What the task requires: Set down exactly, from the records below, the line with "643L801 660L762 752L720" through the line with "positive clicks: (771, 726) (814, 799)", and nothing else.
════
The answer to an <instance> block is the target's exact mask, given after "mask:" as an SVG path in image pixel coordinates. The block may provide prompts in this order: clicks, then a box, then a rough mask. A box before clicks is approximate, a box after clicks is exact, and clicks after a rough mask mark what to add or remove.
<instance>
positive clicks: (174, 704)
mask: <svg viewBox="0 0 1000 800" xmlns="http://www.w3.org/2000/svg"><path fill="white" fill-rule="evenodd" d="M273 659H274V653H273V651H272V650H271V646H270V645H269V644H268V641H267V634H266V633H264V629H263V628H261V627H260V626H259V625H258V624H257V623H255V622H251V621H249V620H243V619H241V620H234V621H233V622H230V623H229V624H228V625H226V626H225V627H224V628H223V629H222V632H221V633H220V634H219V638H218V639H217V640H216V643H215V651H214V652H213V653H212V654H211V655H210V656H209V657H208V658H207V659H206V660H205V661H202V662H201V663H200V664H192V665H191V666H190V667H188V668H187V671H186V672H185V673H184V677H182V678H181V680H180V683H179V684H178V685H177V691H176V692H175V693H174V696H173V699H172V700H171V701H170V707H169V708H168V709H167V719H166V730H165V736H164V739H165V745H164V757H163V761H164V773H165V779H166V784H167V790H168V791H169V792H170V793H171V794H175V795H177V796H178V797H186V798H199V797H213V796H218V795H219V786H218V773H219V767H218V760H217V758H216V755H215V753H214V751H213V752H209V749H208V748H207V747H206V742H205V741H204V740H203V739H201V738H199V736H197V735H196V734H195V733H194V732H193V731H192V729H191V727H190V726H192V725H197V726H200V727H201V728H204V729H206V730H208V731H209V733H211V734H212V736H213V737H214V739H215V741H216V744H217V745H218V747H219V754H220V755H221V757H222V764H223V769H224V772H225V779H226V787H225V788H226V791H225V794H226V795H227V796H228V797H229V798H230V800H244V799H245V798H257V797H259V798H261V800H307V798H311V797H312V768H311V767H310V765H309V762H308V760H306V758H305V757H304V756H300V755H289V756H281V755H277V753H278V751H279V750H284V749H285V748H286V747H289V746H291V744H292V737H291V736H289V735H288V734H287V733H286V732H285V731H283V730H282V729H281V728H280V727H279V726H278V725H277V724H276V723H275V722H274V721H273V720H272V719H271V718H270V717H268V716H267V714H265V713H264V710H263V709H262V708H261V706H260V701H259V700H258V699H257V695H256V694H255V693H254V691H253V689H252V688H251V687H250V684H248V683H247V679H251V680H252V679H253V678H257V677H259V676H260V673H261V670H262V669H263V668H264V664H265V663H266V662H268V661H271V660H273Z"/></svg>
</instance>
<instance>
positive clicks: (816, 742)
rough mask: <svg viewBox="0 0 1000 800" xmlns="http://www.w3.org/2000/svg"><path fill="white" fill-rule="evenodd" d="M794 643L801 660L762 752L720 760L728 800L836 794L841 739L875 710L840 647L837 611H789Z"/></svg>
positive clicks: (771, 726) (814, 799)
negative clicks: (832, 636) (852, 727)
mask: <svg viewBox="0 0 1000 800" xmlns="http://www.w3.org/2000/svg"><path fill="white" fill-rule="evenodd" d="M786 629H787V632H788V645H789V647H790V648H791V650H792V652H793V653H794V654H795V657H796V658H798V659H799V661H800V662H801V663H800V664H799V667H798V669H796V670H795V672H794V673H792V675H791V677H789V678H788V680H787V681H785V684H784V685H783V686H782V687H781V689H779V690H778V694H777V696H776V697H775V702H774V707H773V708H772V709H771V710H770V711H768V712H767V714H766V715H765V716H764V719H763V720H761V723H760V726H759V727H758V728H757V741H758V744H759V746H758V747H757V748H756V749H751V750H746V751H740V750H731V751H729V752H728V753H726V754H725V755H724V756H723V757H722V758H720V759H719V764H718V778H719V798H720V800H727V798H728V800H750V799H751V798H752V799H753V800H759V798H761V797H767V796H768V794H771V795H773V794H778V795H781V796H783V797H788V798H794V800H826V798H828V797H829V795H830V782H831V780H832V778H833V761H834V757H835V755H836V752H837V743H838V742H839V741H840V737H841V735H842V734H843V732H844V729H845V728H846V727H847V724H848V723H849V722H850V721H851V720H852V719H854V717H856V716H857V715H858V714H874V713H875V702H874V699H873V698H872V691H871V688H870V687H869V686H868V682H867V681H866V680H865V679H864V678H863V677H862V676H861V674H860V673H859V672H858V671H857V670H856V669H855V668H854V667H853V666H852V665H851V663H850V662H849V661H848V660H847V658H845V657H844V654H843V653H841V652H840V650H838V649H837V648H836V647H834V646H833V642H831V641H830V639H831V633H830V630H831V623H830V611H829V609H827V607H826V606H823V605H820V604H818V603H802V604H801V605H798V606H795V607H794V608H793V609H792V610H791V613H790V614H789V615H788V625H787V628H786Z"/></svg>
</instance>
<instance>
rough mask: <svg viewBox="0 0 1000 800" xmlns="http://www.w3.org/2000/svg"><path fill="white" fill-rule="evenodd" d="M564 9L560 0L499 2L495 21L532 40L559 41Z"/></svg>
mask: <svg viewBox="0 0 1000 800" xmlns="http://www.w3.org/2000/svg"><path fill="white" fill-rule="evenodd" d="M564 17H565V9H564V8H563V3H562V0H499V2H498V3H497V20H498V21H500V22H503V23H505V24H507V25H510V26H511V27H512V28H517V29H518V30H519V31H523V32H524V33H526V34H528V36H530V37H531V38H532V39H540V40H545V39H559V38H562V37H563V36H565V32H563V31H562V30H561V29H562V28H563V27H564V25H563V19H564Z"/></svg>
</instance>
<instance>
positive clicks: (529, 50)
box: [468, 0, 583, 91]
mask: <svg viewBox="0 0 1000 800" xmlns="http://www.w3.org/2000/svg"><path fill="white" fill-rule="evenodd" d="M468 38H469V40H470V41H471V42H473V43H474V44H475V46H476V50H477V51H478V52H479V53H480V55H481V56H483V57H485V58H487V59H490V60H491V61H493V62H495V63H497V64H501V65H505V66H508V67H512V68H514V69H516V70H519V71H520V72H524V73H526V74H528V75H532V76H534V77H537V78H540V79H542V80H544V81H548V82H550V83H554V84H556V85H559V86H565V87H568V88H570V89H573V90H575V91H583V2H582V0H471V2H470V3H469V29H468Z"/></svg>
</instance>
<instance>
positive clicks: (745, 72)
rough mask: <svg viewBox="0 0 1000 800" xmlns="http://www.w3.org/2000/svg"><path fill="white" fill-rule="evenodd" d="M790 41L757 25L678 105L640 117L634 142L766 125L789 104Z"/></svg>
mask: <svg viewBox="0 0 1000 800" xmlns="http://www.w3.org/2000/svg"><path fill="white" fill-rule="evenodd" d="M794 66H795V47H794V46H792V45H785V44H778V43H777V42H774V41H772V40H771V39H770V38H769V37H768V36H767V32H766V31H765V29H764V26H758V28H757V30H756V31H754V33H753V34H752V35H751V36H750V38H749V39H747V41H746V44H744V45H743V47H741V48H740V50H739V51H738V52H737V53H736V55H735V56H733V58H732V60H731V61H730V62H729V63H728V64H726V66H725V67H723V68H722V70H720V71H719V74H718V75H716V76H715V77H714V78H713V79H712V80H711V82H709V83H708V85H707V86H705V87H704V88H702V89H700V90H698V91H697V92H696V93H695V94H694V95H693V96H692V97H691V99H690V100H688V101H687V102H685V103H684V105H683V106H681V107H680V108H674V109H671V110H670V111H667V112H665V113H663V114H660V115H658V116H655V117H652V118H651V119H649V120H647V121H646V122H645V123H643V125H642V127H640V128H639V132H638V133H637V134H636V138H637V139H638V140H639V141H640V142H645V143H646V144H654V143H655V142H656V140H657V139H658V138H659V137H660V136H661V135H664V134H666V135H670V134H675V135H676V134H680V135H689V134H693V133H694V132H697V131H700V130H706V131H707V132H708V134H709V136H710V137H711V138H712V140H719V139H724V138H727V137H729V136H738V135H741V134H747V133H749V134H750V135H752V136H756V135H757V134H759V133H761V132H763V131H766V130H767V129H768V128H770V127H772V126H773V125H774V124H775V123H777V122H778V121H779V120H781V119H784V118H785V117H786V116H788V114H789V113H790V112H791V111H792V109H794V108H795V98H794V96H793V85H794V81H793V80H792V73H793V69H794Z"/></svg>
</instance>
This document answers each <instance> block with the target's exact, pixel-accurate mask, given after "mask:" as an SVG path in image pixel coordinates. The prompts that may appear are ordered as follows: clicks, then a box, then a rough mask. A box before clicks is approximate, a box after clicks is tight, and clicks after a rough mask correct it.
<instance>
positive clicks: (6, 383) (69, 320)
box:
════
Result for this exercise:
rough mask: <svg viewBox="0 0 1000 800" xmlns="http://www.w3.org/2000/svg"><path fill="white" fill-rule="evenodd" d="M794 643L801 660L762 752L720 760L728 800L836 794L841 739L875 710L840 647L837 611H789Z"/></svg>
positive clicks: (771, 726) (814, 799)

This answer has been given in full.